- Problem details: Pick up the text on poverty in Belarus after its last sentence and continue it.
(Source text Opens)
The prevalence of poverty in Belarus has made a significant shift in the past decades, for the better. The number of people living in poverty dropped from 60 percent in 2000 to less than 1 percent in 2013. This dramatic change was largely due to an economic boom in Belarus. Fast forward a few years later to a period of less economic growth and one in which poverty is a problem once more. The following is a look at the progress made in addressing poverty in Belarus once more.
Current Economy in Belarus
Great economic growth has allowed Belarus to preserve high levels of employment and good wages for workers. A recent recession, however, has contributed to rates of poverty climbing once again. The economies of the Vitsiebsk region declined by 3.2 percent during the first half of 2017 and the Mahiliou region’s declined by 2.6 percent. In 2014, the average Belarus citizen made $7,500 annually but now the average Belarusan makes $4,000.
According to the World Bank, there are four major factors that contribute to poverty:
- living in rural areas
- lack of education
Unemployment and Current Poverty Crisis
In Belarus, unemployment is the most prevalent factor that affects poverty. Many complain that Belarus does not have an adequate social protection program for the unemployed. Additionally, the World Bank deduced in 2012 that the reported employment rate in Belarus, 0.5 percent, was actually seven times higher. Many Belarusians opt to not register as unemployed precisely because of the lack of government benefits. It is due to this that the World Bank reported the unemployment numbers as so skewed.
In the winter of 2017, around 20,000 Belarusians gathered to march against their government’s tax on the unemployed. The law required people who work less than 183 days out of the year to pay the government $250 each year. Thanks to the protests, however, the Belarusian government opted not to require citizens to pay that year. Unemployment is clearly still contributing to poverty levels, as can be seen from the number of people who protested the unemployment tax. Those living below the poverty line were not being provided for by their government.
(Source text Closes)
(Data block Opens)
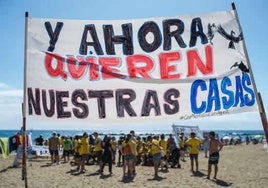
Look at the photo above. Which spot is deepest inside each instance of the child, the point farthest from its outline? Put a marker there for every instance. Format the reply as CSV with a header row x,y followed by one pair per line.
x,y
215,147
(Data block Closes)
- Task result:
Thankfully, the unemployment tax was officially canceled in January of this year. Belarusian President Alyaksandr Lukashenka canceled the tax, announcing that instead, unemployed citizens will have to pay in full for government services and they will not receive subsidies.
A Focus on the Positive
Belarus would benefit substantially from alleviating the issue of poverty in the nation. With poverty comes a higher rate of disease and a perpetual cycle that locks families into low-income statuses for generations. Although poverty in Belarus has ameliorated significantly, the country is not entirely out of the dark. The good news, however, is that conditions in Belarus are significantly better than the 1990s when poverty levels were much higher.
The amount of people living in poverty in Belarus is now 10 times less than it was in the 1990s. The country has come a long way but must continue to do everything in its power to keep poverty levels low. The government is a powerful tool in this fight, and they have the ability to create instant change such as amending laws surrounding the benefits unemployed people receive.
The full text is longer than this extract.